Stated exercise 1: Pick out every line of the entries below that contains the word "orange", and copy each such line. Matching is case-sensitive.

Provided passage:
Support Questions

Find answers, ask questions, and share your expertise

Can someone please help me with the AVRO spec for this XML

avatar
Rising Star

The XML that I have is as follows:

<?xml version="1.0" encoding="UTF-8"?>
<dataService>   <dataOutput>      <fltdMessage acid="QXE2828" airline="QXE" arrArpt="KSJC" cdmPart="false" depArpt="KPAE" fdTrigger="HCS_TRACK_MSG" flightRef="97606500" msgType="trackInformation" sensitivity="A" sourceFacility="KZSE" sourceTimeStamp="2019-04-05T16:44:30Z">         <trackInformation>            <qualifiedAircraftId>               <aircraftId>QXE2828</aircraftId>               <computerId>                  <facilityIdentifier>KZSE</facilityIdentifier>                  <idNumber>657</idNumber>               </computerId>               <gufi>KS49063601</gufi>               <igtd>2019-04-05T15:30:00Z</igtd>               <departurePoint>                  <airport>KPAE</airport>               </departurePoint>               <arrivalPoint>                  <airport>KSJC</airport>               </arrivalPoint>            </qualifiedAircraftId>            <speed>378</speed>            <reportedAltitude>               <assignedAltitude>                  <simpleAltitude>330C</simpleAltitude>               </assignedAltitude>            </reportedAltitude>            <position>               <latitude>                  <latitudeDMS degrees="41" direction="NORTH" minutes="14" seconds="14" />               </latitude>               <longitude>                  <longitudeDMS degrees="122" direction="WEST" minutes="49" seconds="03" />               </longitude>            </position>            <timeAtPosition>2019-04-05T16:44:30Z</timeAtPosition>            <ncsmTrackData>               <eta etaType="ESTIMATED" timeValue="2019-04-05T17:29:51Z" />               <rvsmData currentCompliance="true" equipped="true" futureCompliance="true" />               <arrivalFixAndTime arrTime="2019-04-05T17:13:34Z" fixName="ZINNN" />               <nextEvent latitudeDecimal="39.125619878405274" longitudeDecimal="-122.59562140202789" />            </ncsmTrackData>         </trackInformation>      </fltdMessage>   </dataOutput>
</dataService>


I'd like to generate the AVRO spec for this so that I can use ConvertRecord with an XMLReader. Is there an easy way to do this?

Records supplied:
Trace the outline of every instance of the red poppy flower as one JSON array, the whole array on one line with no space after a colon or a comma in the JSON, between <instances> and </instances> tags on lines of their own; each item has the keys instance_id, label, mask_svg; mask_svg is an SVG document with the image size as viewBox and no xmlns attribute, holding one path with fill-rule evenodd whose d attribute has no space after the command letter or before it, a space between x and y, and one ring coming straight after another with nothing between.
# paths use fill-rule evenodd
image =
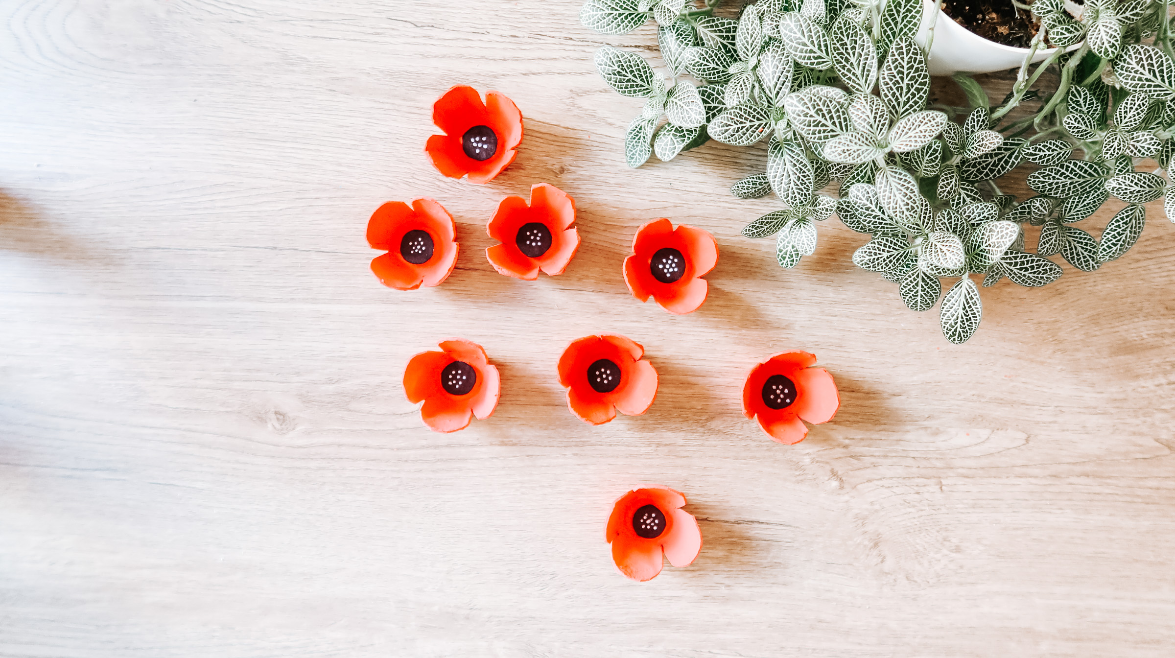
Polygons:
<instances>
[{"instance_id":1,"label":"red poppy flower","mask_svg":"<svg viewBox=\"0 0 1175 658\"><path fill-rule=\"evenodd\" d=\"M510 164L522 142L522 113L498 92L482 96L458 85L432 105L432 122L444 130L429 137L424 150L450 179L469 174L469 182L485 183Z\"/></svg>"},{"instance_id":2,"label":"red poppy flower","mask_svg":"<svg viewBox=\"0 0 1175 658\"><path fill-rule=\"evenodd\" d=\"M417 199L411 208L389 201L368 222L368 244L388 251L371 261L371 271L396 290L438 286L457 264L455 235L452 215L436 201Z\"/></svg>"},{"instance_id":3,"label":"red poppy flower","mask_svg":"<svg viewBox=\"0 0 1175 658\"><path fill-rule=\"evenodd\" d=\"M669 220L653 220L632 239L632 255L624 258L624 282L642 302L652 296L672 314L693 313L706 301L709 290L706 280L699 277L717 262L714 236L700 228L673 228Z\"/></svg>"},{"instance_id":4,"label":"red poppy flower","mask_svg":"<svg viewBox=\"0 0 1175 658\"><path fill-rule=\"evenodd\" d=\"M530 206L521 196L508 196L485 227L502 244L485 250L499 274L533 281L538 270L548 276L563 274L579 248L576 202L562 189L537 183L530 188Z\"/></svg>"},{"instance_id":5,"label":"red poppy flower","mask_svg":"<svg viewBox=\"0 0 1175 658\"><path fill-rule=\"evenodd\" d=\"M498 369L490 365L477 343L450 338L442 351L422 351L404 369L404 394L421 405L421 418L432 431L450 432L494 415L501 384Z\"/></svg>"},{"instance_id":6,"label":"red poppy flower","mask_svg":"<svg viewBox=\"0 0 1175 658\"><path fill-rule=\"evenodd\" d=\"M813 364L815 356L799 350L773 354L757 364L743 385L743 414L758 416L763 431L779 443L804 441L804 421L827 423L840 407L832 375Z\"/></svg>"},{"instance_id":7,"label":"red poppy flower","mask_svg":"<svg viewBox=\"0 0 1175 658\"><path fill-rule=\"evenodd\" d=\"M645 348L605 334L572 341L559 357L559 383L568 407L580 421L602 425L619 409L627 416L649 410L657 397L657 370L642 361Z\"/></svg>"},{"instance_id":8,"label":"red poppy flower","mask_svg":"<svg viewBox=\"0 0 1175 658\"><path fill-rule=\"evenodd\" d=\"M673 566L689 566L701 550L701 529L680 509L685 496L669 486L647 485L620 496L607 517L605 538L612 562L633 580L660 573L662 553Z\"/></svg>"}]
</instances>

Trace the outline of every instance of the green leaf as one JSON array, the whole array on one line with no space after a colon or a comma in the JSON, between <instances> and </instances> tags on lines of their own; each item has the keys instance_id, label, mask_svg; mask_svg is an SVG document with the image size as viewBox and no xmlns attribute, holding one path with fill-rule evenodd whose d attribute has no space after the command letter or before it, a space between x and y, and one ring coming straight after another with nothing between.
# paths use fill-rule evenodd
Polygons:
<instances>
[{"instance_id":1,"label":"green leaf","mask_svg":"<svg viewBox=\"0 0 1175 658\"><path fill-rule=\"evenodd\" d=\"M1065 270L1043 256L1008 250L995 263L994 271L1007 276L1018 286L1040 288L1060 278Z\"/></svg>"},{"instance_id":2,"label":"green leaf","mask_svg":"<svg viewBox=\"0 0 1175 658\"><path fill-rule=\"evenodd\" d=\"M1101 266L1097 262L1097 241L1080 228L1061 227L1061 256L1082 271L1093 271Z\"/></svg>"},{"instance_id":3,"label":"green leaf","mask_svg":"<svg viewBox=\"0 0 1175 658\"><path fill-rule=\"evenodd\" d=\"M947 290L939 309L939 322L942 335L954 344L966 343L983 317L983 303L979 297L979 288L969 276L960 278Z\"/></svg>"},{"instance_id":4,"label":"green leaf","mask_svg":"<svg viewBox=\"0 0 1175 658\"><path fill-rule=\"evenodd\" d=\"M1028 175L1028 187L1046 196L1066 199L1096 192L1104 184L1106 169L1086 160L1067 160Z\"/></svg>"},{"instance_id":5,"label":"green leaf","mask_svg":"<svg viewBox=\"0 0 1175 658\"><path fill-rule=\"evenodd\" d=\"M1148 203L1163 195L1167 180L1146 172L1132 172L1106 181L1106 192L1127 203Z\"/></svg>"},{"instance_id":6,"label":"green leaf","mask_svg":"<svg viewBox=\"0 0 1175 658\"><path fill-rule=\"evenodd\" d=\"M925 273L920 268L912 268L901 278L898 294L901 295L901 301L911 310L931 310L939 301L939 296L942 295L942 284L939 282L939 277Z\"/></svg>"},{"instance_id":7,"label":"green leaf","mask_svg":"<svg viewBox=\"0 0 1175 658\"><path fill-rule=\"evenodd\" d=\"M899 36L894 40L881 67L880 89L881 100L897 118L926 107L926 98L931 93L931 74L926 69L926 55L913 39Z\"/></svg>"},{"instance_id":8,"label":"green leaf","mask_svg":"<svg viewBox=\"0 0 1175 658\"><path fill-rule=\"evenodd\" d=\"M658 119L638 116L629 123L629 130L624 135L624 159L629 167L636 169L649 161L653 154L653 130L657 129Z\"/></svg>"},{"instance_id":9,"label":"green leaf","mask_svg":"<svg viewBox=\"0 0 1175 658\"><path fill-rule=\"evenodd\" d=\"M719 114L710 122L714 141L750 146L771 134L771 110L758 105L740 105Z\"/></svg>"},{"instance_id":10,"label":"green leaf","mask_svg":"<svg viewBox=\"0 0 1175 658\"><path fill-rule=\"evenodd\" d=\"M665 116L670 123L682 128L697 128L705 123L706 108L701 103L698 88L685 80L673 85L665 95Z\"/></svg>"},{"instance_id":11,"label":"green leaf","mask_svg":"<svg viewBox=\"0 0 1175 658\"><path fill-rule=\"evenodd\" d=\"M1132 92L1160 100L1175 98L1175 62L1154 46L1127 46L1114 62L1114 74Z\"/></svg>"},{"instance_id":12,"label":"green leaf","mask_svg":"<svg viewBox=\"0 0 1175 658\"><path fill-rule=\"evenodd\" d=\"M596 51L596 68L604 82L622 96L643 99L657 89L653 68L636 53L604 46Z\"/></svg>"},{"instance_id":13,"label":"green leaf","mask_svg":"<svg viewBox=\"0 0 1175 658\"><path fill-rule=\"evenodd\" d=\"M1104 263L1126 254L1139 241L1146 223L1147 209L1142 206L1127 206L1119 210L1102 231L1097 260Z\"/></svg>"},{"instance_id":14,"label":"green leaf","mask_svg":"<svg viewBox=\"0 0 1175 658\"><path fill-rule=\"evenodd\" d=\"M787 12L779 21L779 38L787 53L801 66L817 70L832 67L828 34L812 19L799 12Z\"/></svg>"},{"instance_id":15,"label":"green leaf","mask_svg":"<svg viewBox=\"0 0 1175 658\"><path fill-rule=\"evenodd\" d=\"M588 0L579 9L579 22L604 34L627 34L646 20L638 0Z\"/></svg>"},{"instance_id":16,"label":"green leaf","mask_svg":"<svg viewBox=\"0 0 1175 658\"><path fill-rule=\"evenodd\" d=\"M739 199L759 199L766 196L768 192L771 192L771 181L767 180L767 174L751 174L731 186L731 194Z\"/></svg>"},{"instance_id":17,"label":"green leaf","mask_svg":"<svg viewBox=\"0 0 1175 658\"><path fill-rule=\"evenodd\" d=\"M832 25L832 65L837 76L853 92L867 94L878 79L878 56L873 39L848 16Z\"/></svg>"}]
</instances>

...

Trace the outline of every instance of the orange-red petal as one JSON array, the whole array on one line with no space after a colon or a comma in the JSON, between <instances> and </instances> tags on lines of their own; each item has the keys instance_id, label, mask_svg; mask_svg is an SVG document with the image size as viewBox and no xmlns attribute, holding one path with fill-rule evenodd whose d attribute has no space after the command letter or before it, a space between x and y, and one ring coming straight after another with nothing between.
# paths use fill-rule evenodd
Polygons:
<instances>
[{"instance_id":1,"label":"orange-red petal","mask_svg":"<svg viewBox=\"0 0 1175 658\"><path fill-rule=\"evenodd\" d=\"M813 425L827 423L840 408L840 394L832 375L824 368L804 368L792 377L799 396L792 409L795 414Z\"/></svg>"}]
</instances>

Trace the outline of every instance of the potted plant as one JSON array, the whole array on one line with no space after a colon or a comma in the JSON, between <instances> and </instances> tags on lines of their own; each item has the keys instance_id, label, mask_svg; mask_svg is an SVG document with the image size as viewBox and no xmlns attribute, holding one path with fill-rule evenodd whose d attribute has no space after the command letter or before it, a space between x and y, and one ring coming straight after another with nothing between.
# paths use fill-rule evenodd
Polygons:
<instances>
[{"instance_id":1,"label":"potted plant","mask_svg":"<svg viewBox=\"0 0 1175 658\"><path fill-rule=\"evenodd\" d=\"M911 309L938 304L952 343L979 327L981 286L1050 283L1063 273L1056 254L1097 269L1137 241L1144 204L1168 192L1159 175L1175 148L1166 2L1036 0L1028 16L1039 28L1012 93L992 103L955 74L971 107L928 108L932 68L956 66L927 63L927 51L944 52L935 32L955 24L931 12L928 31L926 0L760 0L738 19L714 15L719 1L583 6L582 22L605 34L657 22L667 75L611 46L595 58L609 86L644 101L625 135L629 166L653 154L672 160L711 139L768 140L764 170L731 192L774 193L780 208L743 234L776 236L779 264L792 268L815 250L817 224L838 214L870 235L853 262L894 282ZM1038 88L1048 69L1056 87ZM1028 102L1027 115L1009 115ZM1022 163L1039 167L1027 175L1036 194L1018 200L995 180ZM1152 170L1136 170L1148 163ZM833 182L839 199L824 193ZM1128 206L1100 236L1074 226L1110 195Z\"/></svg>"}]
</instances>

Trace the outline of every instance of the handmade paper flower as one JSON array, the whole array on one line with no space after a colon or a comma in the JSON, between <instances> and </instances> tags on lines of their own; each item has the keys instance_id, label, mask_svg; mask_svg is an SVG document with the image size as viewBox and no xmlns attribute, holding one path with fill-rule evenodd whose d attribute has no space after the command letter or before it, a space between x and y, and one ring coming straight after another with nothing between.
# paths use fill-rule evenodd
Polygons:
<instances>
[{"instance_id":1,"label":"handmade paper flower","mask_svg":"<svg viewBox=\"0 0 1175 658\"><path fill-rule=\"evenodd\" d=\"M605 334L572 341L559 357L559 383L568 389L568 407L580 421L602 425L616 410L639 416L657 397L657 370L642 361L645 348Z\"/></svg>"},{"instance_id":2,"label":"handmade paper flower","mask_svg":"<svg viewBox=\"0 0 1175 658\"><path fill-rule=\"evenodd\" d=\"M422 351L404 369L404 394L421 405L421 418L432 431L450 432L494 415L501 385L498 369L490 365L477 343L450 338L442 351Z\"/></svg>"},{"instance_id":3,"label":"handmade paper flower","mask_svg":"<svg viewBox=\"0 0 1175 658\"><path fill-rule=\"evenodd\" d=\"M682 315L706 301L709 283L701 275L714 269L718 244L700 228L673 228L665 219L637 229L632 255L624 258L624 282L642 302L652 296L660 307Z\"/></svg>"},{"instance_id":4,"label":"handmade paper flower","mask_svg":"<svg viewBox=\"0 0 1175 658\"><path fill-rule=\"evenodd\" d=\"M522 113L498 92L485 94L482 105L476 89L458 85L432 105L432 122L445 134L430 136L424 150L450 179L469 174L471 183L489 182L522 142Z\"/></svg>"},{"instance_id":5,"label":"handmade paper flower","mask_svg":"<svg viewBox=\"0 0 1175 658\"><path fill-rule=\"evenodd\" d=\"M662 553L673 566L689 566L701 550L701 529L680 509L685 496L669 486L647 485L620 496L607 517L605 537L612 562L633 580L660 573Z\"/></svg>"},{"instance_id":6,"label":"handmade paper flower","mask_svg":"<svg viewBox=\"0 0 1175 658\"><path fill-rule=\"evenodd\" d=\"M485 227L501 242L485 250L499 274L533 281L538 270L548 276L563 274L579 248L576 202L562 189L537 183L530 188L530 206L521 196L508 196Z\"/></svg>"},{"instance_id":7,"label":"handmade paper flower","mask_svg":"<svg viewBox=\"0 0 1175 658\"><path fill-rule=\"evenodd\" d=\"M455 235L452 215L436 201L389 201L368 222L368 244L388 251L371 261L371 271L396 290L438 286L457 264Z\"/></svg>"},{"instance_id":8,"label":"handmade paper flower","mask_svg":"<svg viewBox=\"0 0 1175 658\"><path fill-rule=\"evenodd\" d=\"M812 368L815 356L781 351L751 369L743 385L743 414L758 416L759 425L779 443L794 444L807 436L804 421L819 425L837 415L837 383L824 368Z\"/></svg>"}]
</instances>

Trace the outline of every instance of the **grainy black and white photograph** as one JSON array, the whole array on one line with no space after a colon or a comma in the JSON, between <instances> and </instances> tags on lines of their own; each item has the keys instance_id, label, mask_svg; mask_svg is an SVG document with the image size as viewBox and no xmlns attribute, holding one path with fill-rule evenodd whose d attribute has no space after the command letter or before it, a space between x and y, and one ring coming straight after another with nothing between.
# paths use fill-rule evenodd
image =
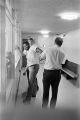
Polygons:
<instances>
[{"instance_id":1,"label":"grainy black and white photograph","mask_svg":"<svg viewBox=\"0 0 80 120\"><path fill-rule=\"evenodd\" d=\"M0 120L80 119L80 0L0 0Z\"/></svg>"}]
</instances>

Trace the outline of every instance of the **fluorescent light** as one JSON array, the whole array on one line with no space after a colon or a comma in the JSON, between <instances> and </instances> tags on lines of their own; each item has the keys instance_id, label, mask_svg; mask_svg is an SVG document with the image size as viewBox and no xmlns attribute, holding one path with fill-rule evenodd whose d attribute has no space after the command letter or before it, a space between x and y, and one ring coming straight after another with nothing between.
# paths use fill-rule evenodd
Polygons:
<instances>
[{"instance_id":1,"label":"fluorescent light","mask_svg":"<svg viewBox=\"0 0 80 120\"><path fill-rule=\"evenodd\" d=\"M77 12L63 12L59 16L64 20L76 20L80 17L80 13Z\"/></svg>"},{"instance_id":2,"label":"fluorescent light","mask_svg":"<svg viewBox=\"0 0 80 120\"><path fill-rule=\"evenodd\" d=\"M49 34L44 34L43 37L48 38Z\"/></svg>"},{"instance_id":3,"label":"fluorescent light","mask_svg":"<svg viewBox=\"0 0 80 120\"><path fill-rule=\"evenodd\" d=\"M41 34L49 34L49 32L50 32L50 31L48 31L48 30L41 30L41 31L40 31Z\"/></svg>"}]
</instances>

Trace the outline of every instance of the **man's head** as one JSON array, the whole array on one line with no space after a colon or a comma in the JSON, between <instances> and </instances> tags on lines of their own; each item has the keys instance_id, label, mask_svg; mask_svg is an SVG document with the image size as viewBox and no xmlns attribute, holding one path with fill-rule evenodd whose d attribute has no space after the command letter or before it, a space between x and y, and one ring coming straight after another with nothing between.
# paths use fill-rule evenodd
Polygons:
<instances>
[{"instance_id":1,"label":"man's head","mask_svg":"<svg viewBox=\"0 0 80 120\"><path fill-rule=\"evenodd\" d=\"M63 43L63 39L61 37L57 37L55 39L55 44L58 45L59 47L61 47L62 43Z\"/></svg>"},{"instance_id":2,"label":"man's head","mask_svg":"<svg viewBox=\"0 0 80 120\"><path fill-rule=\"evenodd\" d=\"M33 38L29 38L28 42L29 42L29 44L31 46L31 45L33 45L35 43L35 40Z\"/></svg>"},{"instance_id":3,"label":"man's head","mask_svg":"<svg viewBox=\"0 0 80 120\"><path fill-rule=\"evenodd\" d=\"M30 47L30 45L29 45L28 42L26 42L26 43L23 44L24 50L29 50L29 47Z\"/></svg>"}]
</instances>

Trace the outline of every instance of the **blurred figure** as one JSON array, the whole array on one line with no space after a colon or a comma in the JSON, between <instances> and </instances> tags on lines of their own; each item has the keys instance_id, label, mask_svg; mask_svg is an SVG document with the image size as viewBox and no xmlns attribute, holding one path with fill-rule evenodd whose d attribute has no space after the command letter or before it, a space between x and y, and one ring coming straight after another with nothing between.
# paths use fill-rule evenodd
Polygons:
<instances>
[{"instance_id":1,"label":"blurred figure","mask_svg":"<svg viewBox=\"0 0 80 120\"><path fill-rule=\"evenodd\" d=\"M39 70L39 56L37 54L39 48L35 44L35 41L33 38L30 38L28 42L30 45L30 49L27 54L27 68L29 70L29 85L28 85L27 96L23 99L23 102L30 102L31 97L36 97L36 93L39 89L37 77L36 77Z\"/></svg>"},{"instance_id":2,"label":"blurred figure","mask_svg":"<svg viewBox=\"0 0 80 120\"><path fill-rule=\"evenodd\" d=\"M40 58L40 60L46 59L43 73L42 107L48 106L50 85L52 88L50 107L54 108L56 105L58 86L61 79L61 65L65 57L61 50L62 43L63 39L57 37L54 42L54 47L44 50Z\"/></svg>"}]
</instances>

...

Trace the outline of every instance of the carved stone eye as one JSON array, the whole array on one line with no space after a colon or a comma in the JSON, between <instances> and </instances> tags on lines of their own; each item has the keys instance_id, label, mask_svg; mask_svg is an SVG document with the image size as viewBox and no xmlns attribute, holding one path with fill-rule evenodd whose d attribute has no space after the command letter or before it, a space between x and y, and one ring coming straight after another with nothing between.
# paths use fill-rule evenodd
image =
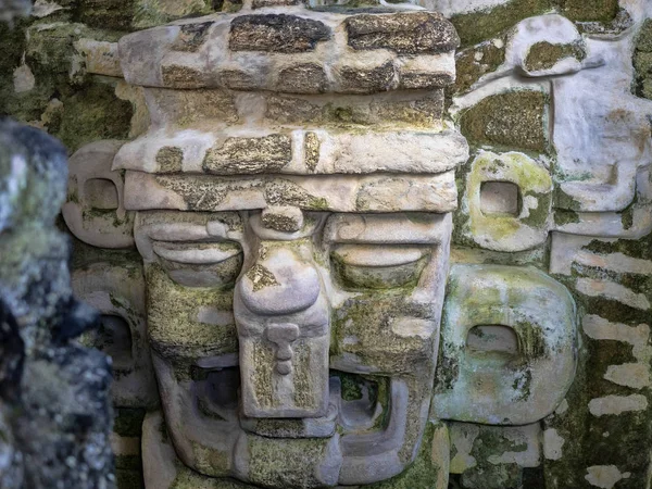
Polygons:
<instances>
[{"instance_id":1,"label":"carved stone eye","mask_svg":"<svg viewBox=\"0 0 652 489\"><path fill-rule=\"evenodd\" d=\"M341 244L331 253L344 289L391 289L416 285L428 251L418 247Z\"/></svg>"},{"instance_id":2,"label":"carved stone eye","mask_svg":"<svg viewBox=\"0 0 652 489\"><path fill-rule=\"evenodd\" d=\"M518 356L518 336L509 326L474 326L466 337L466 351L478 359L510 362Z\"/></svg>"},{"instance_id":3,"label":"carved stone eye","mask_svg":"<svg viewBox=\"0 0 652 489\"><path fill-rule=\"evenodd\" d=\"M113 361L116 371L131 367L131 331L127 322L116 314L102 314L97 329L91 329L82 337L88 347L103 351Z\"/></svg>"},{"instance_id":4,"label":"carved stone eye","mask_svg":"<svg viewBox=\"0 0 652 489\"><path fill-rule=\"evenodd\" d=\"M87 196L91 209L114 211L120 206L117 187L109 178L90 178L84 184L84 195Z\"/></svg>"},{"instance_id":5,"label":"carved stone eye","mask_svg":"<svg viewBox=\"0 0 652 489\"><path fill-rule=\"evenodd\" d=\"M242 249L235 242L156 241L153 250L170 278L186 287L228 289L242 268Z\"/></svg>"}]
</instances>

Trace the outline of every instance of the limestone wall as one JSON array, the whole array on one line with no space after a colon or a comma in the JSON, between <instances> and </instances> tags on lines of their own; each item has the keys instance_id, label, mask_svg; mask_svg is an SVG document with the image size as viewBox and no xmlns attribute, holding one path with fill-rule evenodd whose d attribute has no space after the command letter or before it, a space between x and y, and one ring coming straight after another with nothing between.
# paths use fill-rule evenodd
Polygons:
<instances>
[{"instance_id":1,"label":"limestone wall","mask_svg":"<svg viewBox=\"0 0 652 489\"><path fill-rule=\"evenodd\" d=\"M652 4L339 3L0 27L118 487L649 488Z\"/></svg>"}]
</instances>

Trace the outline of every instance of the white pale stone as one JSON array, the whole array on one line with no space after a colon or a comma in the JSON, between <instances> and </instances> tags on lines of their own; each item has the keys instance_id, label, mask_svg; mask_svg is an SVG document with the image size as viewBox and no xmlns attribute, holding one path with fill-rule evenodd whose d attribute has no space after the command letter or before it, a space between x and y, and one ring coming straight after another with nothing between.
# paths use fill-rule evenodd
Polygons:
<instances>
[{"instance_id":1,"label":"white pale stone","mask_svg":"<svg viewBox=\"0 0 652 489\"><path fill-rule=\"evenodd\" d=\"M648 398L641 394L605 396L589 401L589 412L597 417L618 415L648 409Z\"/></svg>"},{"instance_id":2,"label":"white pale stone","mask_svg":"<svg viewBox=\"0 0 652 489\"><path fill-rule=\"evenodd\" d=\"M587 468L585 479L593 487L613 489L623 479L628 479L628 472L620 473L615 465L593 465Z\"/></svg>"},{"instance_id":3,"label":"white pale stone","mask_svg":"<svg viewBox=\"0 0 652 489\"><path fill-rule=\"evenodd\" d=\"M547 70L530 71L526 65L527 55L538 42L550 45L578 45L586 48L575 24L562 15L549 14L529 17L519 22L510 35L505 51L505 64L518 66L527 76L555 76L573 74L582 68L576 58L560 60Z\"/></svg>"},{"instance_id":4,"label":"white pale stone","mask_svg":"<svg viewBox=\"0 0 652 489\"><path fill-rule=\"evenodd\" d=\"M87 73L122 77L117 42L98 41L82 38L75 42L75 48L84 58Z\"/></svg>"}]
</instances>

Stated exercise 2: According to the forum thread, which processor does the poster intend to use with an XMLReader?

Final result 1:
Trace the outline of every instance of the orange-red petal as one JSON array, the whole array on one line with no space after a colon or a comma in the JSON, between <instances> and </instances> tags on lines of their own; each item has the keys instance_id, label, mask_svg; mask_svg is an SVG document with the image size as viewBox and no xmlns attribute, holding one path with fill-rule evenodd whose d attribute has no space after the command letter or before it, a space between x and y, and one ring coming straight after another with nothing between.
[{"instance_id":1,"label":"orange-red petal","mask_svg":"<svg viewBox=\"0 0 1175 658\"><path fill-rule=\"evenodd\" d=\"M813 425L827 423L840 408L840 394L832 375L824 368L804 368L792 377L799 396L792 409L795 414Z\"/></svg>"}]

Final result 2: ConvertRecord